### DATASET EXCERPTS
——————

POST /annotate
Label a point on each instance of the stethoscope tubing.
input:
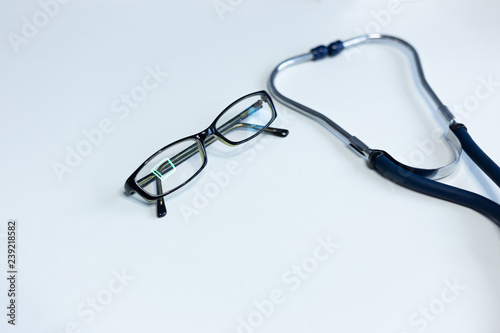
(419, 180)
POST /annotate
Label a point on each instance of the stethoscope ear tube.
(390, 169)
(476, 154)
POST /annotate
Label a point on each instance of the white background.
(200, 272)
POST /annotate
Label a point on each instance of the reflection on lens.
(171, 168)
(246, 118)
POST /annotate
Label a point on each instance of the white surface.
(398, 250)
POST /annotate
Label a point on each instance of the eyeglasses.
(176, 164)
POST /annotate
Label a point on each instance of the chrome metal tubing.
(353, 141)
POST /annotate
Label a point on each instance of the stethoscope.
(417, 179)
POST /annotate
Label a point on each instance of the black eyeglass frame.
(131, 185)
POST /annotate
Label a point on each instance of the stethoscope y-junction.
(417, 179)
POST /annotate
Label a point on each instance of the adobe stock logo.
(30, 28)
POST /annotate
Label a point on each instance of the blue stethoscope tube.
(419, 180)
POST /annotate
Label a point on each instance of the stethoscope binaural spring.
(417, 179)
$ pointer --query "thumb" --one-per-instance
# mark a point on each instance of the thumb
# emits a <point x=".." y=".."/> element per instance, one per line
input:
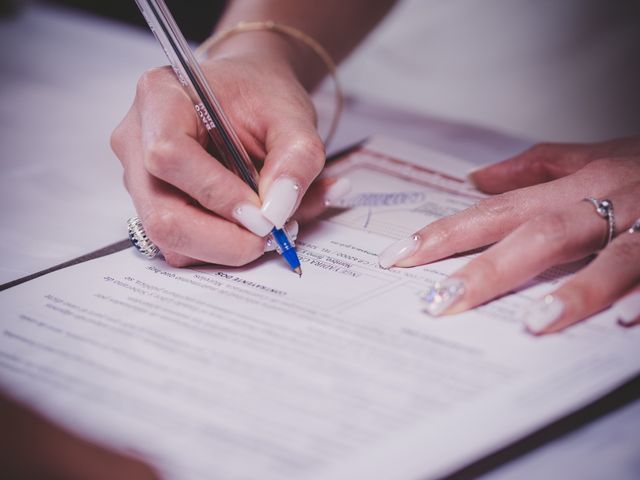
<point x="539" y="164"/>
<point x="295" y="156"/>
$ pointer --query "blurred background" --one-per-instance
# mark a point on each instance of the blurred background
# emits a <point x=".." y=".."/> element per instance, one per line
<point x="538" y="69"/>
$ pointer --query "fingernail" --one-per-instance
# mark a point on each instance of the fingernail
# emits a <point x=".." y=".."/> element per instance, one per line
<point x="337" y="190"/>
<point x="628" y="309"/>
<point x="292" y="229"/>
<point x="442" y="295"/>
<point x="544" y="314"/>
<point x="398" y="251"/>
<point x="280" y="201"/>
<point x="252" y="219"/>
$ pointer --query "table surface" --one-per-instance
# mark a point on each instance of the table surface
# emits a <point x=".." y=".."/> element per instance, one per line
<point x="67" y="81"/>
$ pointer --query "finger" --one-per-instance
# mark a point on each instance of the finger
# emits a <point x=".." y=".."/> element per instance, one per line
<point x="493" y="218"/>
<point x="323" y="194"/>
<point x="547" y="161"/>
<point x="184" y="232"/>
<point x="173" y="152"/>
<point x="295" y="157"/>
<point x="537" y="245"/>
<point x="613" y="273"/>
<point x="182" y="162"/>
<point x="627" y="309"/>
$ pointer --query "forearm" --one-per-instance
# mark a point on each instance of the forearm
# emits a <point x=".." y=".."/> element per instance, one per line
<point x="338" y="25"/>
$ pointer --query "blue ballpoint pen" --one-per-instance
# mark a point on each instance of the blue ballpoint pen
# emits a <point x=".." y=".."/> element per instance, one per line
<point x="230" y="150"/>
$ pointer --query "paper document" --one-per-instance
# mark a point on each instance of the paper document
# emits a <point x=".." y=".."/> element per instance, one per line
<point x="244" y="373"/>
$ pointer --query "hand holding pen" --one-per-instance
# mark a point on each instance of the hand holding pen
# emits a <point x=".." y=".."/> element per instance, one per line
<point x="190" y="204"/>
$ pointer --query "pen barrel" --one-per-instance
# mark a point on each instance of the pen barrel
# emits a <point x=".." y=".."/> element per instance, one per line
<point x="228" y="148"/>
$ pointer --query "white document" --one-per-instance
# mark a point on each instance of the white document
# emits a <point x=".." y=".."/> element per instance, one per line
<point x="244" y="373"/>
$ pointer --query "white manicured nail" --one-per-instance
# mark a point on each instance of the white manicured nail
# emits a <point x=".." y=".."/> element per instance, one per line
<point x="628" y="309"/>
<point x="252" y="219"/>
<point x="544" y="314"/>
<point x="398" y="251"/>
<point x="337" y="190"/>
<point x="280" y="200"/>
<point x="292" y="229"/>
<point x="442" y="295"/>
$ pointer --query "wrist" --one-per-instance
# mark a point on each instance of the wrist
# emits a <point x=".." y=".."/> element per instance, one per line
<point x="271" y="44"/>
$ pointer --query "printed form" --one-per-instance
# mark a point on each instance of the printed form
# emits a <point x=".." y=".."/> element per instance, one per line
<point x="244" y="373"/>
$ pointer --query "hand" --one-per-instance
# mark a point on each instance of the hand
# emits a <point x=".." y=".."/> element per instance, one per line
<point x="539" y="220"/>
<point x="34" y="448"/>
<point x="192" y="207"/>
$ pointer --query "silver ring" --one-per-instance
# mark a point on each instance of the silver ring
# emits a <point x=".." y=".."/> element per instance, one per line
<point x="604" y="208"/>
<point x="139" y="238"/>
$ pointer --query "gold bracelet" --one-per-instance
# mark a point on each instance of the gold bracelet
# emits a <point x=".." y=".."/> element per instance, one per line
<point x="286" y="30"/>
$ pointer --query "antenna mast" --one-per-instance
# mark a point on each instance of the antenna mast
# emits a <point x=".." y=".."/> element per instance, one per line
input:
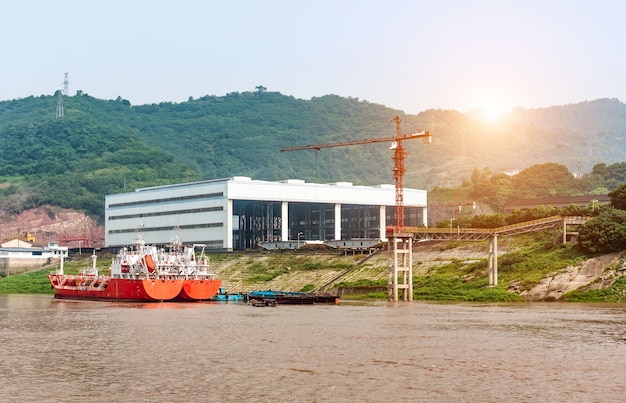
<point x="60" y="108"/>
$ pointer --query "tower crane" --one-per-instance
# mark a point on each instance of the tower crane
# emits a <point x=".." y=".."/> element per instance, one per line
<point x="398" y="158"/>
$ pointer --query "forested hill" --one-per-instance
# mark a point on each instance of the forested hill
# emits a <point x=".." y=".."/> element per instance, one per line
<point x="103" y="147"/>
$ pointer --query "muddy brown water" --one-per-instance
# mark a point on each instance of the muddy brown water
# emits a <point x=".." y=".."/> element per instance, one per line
<point x="67" y="351"/>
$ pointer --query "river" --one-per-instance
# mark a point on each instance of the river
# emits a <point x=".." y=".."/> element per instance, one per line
<point x="87" y="351"/>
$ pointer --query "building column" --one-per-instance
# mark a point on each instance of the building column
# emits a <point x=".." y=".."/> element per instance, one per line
<point x="383" y="223"/>
<point x="284" y="221"/>
<point x="337" y="221"/>
<point x="228" y="242"/>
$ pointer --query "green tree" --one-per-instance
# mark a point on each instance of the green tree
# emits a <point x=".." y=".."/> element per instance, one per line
<point x="618" y="197"/>
<point x="605" y="233"/>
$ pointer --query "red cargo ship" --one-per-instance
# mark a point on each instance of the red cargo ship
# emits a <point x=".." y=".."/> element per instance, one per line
<point x="144" y="273"/>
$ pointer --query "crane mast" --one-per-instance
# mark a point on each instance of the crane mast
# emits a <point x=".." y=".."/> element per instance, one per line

——————

### INSTRUCTIONS TO FOLLOW
Make an exact copy of the records shown above, without the pictures.

### RESULT FOR THIS TASK
POST /annotate
Label a point on each instance of the stethoscope tubing.
input:
(419, 180)
POST /annotate
Label a point on each instance of the stethoscope ear tube.
(390, 169)
(476, 154)
POST /annotate
Label a point on each instance of the white background.
(200, 272)
POST /annotate
Label a point on each instance of the reflection on lens.
(171, 168)
(246, 118)
POST /annotate
Label a point on each instance of the white surface.
(398, 250)
POST /annotate
Label a point on each instance of the eyeglasses.
(176, 164)
POST /annotate
Label a point on each instance of the chrome metal tubing.
(353, 141)
POST /annotate
Label a point on each instance of the stethoscope.
(417, 179)
POST /annotate
Label a point on each instance of the black eyeglass frame.
(131, 185)
POST /annotate
Label a point on each instance of the stethoscope y-junction.
(417, 179)
POST /annotate
Label a point on each instance of the adobe stock logo.
(30, 28)
POST /annotate
Label a point on each instance of the blue stethoscope tube.
(419, 180)
POST /annotate
Label a point on each instance of the stethoscope binaural spring.
(417, 179)
$ pointer --query "thumb" --one-per-instance
# mark a point on each instance of the thumb
# emits a <point x=".." y=".."/> element per instance, one per line
input:
<point x="539" y="164"/>
<point x="295" y="156"/>
$ pointer --query "blurred background" --one-per-instance
# mark a point on each instance of the blurred background
# emits a <point x=".." y=".."/> element per instance, one per line
<point x="538" y="69"/>
$ pointer --query "fingernail" --one-per-instance
# mark a point on each instance of the fingernail
# emits a <point x=".." y=".."/> element per instance, one per line
<point x="337" y="190"/>
<point x="628" y="309"/>
<point x="292" y="229"/>
<point x="442" y="295"/>
<point x="544" y="314"/>
<point x="398" y="251"/>
<point x="280" y="201"/>
<point x="252" y="219"/>
$ pointer --query "table surface" --one-per-instance
# mark a point on each instance of the table surface
# emits a <point x=".." y=".."/> element per instance, one per line
<point x="67" y="81"/>
$ pointer --query "finger" --one-per-instance
# mark a point on each instance of the finger
# emits a <point x=".." y=".."/> element per instance, one per line
<point x="493" y="218"/>
<point x="323" y="194"/>
<point x="547" y="161"/>
<point x="184" y="232"/>
<point x="173" y="152"/>
<point x="295" y="157"/>
<point x="537" y="245"/>
<point x="613" y="273"/>
<point x="182" y="162"/>
<point x="627" y="309"/>
$ pointer --query "forearm" --one-per-instance
# mark a point on each instance of the forearm
# emits a <point x=".." y=".."/> element per instance, one per line
<point x="338" y="25"/>
$ pointer --query "blue ballpoint pen" --one-per-instance
# mark a point on each instance of the blue ballpoint pen
# emits a <point x=".." y=".."/> element per instance, one per line
<point x="230" y="150"/>
$ pointer --query "paper document" --one-per-instance
# mark a point on each instance of the paper document
# emits a <point x=".." y=".."/> element per instance, one per line
<point x="244" y="373"/>
$ pointer --query "hand holding pen" --one-per-instance
# mark a point on each instance of the hand holding pen
# emits a <point x=".." y=".."/> element per instance, one per line
<point x="190" y="204"/>
$ pointer --query "pen barrel" --one-per-instance
# mark a point on each instance of the pen barrel
# emits a <point x=".." y=".."/> element per instance, one per line
<point x="228" y="148"/>
$ pointer --query "white document" --one-per-instance
# mark a point on each instance of the white document
# emits a <point x=".." y=".."/> element per instance, one per line
<point x="244" y="373"/>
$ pointer --query "white manicured nail" --one-per-instance
# mark a point on each instance of the white manicured nail
# emits a <point x=".." y=".."/> element per instance, one per line
<point x="628" y="309"/>
<point x="252" y="219"/>
<point x="544" y="314"/>
<point x="398" y="251"/>
<point x="337" y="190"/>
<point x="280" y="200"/>
<point x="292" y="229"/>
<point x="442" y="295"/>
$ pointer --query "wrist" --one-per-instance
# mark a point on each instance of the wrist
# emits a <point x=".." y=".."/> element per instance, one per line
<point x="271" y="44"/>
$ pointer --query "printed form" --one-per-instance
# mark a point on each instance of the printed form
# emits a <point x=".." y=".."/> element per instance, one per line
<point x="244" y="373"/>
$ pointer --query "hand" --one-per-instance
# mark a point on each instance of the hand
# emits a <point x=".." y=".."/> element per instance, one per line
<point x="539" y="220"/>
<point x="34" y="448"/>
<point x="192" y="207"/>
$ pointer --query "silver ring" --one-per-instance
# mark a point on each instance of the silver ring
# emits a <point x=".." y=".."/> element per instance, one per line
<point x="604" y="208"/>
<point x="139" y="238"/>
$ pointer --query "gold bracelet" --one-per-instance
# mark a point on each instance of the gold bracelet
# emits a <point x=".." y=".."/> element per instance, one per line
<point x="286" y="30"/>
$ pointer --query "antenna mast" --one-per-instance
# mark a point on each instance of the antenna mast
# emits a <point x=".." y=".."/> element per instance, one per line
input:
<point x="60" y="108"/>
$ pointer --query "tower crane" --one-per-instance
# mark a point on each instance of the tower crane
# emits a <point x=".." y=".."/> element per instance, one per line
<point x="398" y="158"/>
$ pointer --query "forested hill" --one-per-instance
# mark a point on each instance of the forested hill
# emits a <point x=".." y=".."/> element per instance, one per line
<point x="103" y="147"/>
$ pointer --query "muddy brown water" --one-per-instance
# mark a point on each instance of the muddy brown water
# emits a <point x=".." y=".."/> element per instance, one per line
<point x="67" y="351"/>
$ pointer --query "river" --one-per-instance
# mark a point on each instance of the river
# emits a <point x=".." y=".."/> element per instance, one per line
<point x="87" y="351"/>
$ pointer --query "building column" --one-per-instance
# mark a point on each instance of the building column
# emits a <point x=".." y=".."/> element per instance, one per line
<point x="383" y="223"/>
<point x="284" y="221"/>
<point x="337" y="221"/>
<point x="228" y="242"/>
$ pointer --query "green tree" --one-per-instance
# mark a point on each instance of the green tree
# emits a <point x=".." y=".."/> element per instance, one per line
<point x="618" y="197"/>
<point x="605" y="233"/>
$ pointer --query "red cargo ship" --one-per-instance
# mark a point on each instance of the red cargo ship
# emits a <point x=".." y=".."/> element per instance, one per line
<point x="144" y="273"/>
$ pointer --query "crane mast" --one-per-instance
# mark a point on each instance of the crane mast
# emits a <point x=".." y=".."/> element per instance, one per line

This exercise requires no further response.